▶ [Problem requirements] With the pictures omitted, transcribe each line below exactly as it is.

▶ [Extracted information]
^^^^
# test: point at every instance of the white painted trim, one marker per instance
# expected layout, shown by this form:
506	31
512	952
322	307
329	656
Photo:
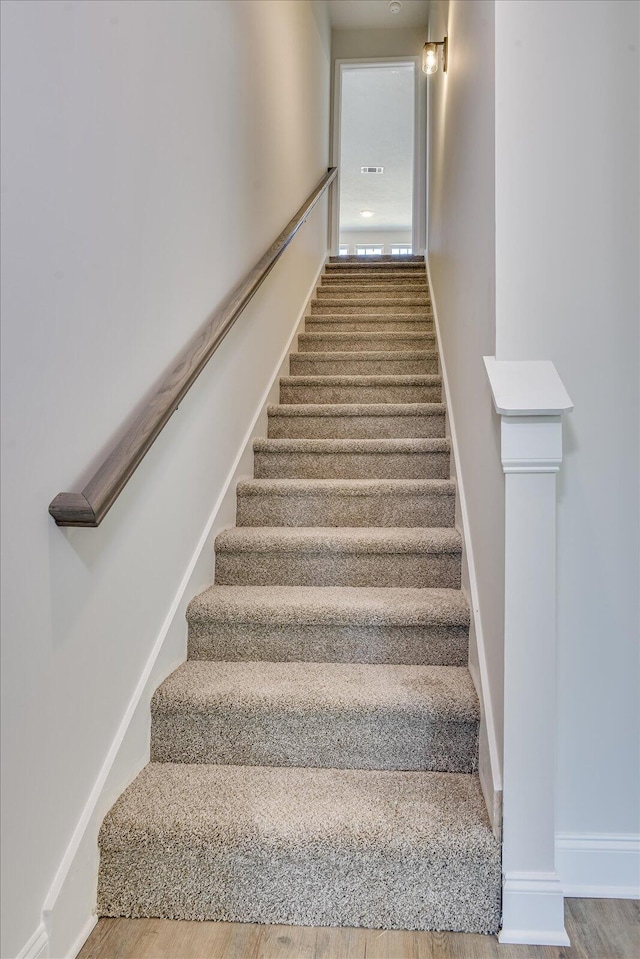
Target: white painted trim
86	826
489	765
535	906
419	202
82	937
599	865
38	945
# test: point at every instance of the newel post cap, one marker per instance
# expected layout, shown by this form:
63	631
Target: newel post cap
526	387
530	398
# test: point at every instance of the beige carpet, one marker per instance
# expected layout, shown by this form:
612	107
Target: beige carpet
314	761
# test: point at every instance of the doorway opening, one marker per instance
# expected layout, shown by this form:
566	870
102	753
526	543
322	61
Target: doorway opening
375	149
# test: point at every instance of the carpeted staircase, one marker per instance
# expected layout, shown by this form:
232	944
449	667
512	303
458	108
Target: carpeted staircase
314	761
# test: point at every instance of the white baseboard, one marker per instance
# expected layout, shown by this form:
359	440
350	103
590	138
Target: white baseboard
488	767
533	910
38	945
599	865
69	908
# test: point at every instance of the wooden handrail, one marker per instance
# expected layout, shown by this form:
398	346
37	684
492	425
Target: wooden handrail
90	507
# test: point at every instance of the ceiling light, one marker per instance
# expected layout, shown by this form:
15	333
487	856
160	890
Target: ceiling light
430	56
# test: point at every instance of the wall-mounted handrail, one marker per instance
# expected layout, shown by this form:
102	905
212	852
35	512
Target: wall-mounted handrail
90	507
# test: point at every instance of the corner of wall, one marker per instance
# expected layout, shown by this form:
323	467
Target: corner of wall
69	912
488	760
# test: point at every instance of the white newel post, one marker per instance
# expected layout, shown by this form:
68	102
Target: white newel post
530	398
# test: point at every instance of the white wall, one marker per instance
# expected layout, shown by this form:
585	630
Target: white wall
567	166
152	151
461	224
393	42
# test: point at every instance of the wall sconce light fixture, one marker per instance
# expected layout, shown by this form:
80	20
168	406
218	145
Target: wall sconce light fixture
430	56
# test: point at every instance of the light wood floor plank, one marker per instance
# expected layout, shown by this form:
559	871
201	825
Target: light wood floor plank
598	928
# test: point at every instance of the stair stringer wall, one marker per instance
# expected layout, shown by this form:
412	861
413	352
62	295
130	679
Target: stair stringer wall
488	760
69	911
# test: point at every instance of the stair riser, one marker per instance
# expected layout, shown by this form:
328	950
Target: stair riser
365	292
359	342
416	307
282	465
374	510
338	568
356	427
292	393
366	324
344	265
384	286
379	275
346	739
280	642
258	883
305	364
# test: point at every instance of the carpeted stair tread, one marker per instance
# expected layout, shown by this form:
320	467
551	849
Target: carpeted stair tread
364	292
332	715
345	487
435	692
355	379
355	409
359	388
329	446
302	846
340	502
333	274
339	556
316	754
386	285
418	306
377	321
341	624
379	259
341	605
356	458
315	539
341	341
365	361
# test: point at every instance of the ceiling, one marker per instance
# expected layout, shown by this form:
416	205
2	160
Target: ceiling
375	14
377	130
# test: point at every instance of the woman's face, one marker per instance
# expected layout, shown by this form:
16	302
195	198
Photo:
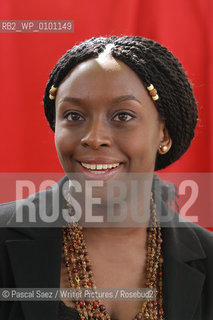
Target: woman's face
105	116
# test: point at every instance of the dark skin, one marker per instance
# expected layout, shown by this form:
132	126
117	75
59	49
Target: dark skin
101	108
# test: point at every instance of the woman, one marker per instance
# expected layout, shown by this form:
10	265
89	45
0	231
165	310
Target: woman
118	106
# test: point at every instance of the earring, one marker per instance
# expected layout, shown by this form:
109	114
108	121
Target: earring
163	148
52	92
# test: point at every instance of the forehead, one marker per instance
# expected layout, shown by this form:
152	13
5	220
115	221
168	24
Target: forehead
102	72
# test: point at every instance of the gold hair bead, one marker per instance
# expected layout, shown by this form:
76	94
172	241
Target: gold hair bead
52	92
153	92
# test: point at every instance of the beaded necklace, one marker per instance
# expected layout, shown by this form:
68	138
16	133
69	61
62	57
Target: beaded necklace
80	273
^^^^
▶ [Task solution]
# test: point at every instance of the white painted trim, one marker per instance
# expected layout, shown by this form:
506	31
512	952
322	307
329	656
Photo:
Target: white painted trim
86	826
489	765
535	906
419	202
82	937
599	865
38	945
# test: point at every instance of the newel post cap, one marker per instance
# expected layout, shown by this form:
63	631
Target: newel post cap
526	387
530	398
# test: point at every instance of the beige carpet, one marker per instance
# expected layout, shown by this form:
612	107
Target: beige carpet
314	761
# test: point at every instance of the doorway opening, one marker per instance
# expected layout, shown by this form:
566	870
102	753
526	543
322	61
Target: doorway opening
375	149
# test: point at every instance of the carpeted staircase, one marker per instance
# expected layout, shown by this form:
232	944
449	667
512	303
458	108
Target: carpeted staircase
314	761
# test: point at every instance of the white baseboard, one marker per instance
# expected layout, shown by this form:
359	440
350	103
590	138
Target: white baseboard
488	767
533	910
38	945
599	865
69	908
# test: point at every instance of the wooden handrail, one marker per instance
# expected layout, shown by this form:
398	346
37	684
492	425
Target: wooden handrail
90	507
# test: point at every instance of the ceiling light, one marker per instance
# expected layout, shown by this form:
15	333
487	856
160	890
Target: ceiling light
430	56
# test: point at every instance of the wall-mounted handrail, one marker per instance
# expected layout, shown by this form:
102	905
212	852
35	512
Target: wall-mounted handrail
90	507
# test: point at every instance of the corner of wall, one marker per instance
# expected layout, shown by this form:
323	467
Target: corner of wall
69	912
488	760
# test: point at every instance of the white newel post, one marker per instance
# expected layout, shown by this form:
68	102
Target: white newel post
530	398
# test: point at every instance of the white wall, one marker per instance
# expected layout, shown by this form:
585	630
Target: white wall
567	166
152	151
461	224
393	42
# test: point at every instance of the wall sconce light fixture, one marker per instance
# expected layout, shown by this form:
80	20
168	406
218	145
Target: wall sconce light fixture
430	56
# test: point at every instance of the light wood floor plank, one marker per instance
# expected layout, shown by this form:
559	871
201	825
Target: light wood floor plank
598	928
# test: point at every instance of the stair stringer wall, one marker per instance
# expected layout, shown by this form:
412	861
413	352
62	295
130	679
Target: stair stringer wall
488	760
69	911
# test: point at every instance of the stair riser, one marker per instance
# expected layout, shown by this form:
328	950
Target: stair riser
365	292
359	342
416	307
282	465
374	510
338	568
356	427
292	393
366	324
344	265
384	286
379	275
346	739
280	642
258	883
305	364
# test: point at every instance of the carpeted stair tread, one marker per instance
# expected layout, shown by this form:
320	467
551	849
Target: carpeted stair tread
364	292
332	715
345	487
435	692
355	379
355	409
359	388
329	446
302	846
340	502
333	274
339	556
316	754
386	285
418	306
377	321
341	624
379	259
341	605
356	458
315	539
341	341
365	361
# test: point at every instance of the ceiling, one marker per instance
# expected layout, shown by this form:
416	205
2	160
Target: ceiling
375	14
377	130
# test: point at every instance of the woman's face, one marker per instance
# expected layout, shown by this form:
16	302
195	198
Photo:
Target: woman's face
105	116
# test: point at every instance of the dark skin, one marker per instance
# expected layout, shown by this form:
132	126
117	75
59	49
Target: dark skin
101	108
# test: point at every instance of the woman, one marker per instance
# expected layout, shown by this form:
10	265
89	45
0	231
165	310
Target: woman
118	106
# test: point at every instance of the earring, one marker per instance
# expected layout, shown by this form:
109	114
108	121
Target: earring
163	148
52	92
# test: point at every instance of the forehead, one marker per instance
# expected layout, shown by this form:
152	13
5	220
115	221
168	24
Target: forehead
102	72
# test: point at every instance of the gold hair bead, one marker per instance
# expected layout, shown by this form:
76	94
172	241
Target: gold hair bead
52	92
153	92
# test: point at every instance of the beaded necklace, one marker per instance
# expected layout, shown by this form:
68	138
16	133
69	61
62	57
Target: beaded necklace
80	273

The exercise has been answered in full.